* [EXERCISE DESCRIPTION]
For the data that follows, report how many lines contain the word "below", and nothing else.

★ ★ ★ ★

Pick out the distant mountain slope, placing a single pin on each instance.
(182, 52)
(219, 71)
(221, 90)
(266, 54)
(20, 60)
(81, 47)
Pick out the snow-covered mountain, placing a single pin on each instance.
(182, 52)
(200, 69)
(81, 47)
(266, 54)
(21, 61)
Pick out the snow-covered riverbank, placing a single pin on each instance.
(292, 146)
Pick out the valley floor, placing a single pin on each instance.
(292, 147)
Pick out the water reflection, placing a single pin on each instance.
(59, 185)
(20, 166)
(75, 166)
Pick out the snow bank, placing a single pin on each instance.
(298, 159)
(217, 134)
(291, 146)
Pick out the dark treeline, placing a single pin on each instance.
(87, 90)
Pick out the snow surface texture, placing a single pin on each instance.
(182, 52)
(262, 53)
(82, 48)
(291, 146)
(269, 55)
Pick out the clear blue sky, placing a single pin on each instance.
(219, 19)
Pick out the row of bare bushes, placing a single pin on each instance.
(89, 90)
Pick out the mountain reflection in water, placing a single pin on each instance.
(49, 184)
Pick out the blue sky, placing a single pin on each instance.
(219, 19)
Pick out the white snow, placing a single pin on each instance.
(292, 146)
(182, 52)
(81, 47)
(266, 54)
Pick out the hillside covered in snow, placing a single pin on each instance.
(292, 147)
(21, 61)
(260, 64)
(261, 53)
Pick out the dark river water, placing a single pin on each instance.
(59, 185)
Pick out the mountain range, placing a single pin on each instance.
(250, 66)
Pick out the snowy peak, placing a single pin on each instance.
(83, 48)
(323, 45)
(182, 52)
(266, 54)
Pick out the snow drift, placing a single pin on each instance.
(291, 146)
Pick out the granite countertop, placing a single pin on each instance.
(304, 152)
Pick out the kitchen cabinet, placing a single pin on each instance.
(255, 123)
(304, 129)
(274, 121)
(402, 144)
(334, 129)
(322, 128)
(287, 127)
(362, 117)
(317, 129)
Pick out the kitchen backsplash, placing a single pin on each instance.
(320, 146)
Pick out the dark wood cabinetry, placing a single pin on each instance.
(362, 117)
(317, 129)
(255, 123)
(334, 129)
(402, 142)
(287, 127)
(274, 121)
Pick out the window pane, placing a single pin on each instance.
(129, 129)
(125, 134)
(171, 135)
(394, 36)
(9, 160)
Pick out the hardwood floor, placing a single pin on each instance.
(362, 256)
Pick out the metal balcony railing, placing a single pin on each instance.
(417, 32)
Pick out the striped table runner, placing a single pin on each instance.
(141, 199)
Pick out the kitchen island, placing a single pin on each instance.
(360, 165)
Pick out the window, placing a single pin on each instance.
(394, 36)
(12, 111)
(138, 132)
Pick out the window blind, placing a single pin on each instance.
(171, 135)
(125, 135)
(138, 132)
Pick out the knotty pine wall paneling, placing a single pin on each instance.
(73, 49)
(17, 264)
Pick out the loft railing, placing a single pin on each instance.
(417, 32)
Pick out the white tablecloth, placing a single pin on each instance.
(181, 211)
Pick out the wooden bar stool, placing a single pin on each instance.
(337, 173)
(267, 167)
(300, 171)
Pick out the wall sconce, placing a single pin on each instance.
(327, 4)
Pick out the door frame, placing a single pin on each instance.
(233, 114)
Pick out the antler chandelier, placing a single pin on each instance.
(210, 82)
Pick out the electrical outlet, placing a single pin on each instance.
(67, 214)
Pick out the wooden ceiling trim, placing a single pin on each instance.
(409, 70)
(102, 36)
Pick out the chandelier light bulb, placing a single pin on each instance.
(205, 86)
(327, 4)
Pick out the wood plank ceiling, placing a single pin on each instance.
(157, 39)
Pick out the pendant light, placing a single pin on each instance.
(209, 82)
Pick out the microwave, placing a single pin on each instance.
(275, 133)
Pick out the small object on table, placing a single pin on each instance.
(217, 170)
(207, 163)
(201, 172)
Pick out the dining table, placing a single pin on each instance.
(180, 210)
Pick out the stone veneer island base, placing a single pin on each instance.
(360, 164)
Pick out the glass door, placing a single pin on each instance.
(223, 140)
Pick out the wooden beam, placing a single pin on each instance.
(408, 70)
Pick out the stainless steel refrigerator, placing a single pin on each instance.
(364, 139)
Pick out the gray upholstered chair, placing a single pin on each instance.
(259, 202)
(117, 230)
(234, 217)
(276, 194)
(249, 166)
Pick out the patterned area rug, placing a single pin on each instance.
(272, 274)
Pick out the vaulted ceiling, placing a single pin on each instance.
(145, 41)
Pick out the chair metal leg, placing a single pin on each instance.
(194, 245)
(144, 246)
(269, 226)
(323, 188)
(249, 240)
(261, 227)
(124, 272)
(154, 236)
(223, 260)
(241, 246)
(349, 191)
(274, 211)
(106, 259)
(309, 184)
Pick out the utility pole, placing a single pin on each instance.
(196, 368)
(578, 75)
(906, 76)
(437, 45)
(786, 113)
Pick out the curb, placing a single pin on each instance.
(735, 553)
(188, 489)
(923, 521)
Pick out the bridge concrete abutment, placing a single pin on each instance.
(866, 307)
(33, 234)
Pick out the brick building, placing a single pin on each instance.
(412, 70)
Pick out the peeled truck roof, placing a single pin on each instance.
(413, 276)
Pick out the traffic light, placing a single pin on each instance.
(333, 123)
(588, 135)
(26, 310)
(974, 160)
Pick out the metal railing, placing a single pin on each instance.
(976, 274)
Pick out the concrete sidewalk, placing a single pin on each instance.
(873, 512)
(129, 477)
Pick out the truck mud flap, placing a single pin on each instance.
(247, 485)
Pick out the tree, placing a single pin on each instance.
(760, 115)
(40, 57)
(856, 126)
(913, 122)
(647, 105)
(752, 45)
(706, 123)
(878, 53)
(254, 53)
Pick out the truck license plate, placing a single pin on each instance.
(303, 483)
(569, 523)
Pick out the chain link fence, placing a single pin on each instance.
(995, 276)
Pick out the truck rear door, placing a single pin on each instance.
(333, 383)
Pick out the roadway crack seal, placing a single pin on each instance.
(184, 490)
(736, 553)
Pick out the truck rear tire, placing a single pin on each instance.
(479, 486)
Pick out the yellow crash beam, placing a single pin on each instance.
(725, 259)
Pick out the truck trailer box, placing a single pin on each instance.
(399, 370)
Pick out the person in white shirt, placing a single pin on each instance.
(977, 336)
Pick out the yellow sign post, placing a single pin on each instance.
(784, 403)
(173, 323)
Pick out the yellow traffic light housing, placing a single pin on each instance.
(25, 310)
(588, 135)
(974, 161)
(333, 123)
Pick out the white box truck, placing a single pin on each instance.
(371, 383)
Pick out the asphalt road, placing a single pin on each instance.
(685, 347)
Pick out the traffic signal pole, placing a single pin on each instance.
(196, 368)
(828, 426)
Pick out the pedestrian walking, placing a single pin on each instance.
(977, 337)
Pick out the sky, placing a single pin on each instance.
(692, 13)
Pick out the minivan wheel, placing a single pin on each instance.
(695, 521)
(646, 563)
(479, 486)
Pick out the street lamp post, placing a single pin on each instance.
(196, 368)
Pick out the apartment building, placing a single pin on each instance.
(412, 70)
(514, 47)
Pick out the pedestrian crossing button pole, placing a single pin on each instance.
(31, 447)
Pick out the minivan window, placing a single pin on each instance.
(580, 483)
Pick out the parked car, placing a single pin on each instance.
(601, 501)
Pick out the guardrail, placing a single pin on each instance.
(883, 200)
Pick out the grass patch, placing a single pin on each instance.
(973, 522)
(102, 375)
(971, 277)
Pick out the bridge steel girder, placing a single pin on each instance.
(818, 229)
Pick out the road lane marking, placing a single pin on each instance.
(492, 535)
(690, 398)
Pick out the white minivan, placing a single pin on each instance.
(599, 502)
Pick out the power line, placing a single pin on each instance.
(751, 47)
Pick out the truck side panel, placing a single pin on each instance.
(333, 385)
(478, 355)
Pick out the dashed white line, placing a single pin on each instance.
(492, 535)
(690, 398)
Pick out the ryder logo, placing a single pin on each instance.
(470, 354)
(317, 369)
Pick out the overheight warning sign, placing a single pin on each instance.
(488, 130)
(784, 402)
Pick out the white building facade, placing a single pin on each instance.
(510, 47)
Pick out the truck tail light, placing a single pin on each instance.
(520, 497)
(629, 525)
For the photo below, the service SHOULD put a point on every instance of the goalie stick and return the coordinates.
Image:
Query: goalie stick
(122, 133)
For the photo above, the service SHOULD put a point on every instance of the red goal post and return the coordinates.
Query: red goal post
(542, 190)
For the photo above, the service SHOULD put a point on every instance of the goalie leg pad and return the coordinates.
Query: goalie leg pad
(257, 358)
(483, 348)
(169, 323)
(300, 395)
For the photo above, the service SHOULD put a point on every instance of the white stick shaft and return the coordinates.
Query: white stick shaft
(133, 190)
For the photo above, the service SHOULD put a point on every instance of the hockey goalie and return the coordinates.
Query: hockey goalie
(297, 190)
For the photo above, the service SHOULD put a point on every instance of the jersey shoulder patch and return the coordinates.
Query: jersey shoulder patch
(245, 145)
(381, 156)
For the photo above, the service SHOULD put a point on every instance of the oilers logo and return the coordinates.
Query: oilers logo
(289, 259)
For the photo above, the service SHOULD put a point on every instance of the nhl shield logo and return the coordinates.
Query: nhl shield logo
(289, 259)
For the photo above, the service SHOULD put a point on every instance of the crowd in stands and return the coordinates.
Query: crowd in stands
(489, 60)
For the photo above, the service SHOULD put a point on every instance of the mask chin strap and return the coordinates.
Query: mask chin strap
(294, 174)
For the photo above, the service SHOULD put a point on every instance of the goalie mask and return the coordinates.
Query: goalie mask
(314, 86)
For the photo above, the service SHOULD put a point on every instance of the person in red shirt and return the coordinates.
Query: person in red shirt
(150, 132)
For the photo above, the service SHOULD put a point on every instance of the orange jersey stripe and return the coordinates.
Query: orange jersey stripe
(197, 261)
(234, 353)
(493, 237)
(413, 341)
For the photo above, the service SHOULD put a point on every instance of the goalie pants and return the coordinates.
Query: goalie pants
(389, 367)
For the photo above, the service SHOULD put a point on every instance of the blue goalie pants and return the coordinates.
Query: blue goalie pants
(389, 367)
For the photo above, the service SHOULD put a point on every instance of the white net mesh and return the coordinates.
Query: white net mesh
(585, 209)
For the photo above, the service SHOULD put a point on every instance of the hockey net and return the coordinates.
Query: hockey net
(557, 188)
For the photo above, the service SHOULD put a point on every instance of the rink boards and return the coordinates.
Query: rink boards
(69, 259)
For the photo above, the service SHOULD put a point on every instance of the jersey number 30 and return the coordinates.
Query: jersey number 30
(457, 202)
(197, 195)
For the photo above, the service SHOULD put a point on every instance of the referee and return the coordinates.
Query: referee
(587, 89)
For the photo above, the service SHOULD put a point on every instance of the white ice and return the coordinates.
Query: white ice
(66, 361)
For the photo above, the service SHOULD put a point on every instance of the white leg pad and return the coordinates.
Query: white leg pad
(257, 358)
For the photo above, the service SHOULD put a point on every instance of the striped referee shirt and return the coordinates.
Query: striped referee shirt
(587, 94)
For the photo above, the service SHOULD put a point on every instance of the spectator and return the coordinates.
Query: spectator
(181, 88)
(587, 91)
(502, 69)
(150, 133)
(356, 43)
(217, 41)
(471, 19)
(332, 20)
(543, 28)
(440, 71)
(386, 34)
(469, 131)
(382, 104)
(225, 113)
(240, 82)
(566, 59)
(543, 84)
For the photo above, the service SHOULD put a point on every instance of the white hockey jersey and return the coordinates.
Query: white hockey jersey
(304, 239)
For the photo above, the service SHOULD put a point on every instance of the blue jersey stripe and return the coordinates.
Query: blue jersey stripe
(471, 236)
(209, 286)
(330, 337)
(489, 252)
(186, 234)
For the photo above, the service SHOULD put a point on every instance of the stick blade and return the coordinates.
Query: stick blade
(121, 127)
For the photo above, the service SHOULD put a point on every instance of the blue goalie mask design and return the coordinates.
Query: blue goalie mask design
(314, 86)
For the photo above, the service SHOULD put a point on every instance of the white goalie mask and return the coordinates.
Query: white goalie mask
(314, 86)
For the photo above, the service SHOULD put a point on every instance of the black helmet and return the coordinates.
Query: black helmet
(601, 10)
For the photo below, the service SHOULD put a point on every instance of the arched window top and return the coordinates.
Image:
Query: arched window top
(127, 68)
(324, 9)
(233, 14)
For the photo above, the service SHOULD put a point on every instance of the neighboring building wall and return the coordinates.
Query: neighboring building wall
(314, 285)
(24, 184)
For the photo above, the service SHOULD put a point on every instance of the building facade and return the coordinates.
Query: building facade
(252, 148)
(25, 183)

★ ★ ★ ★

* [RESPONSE]
2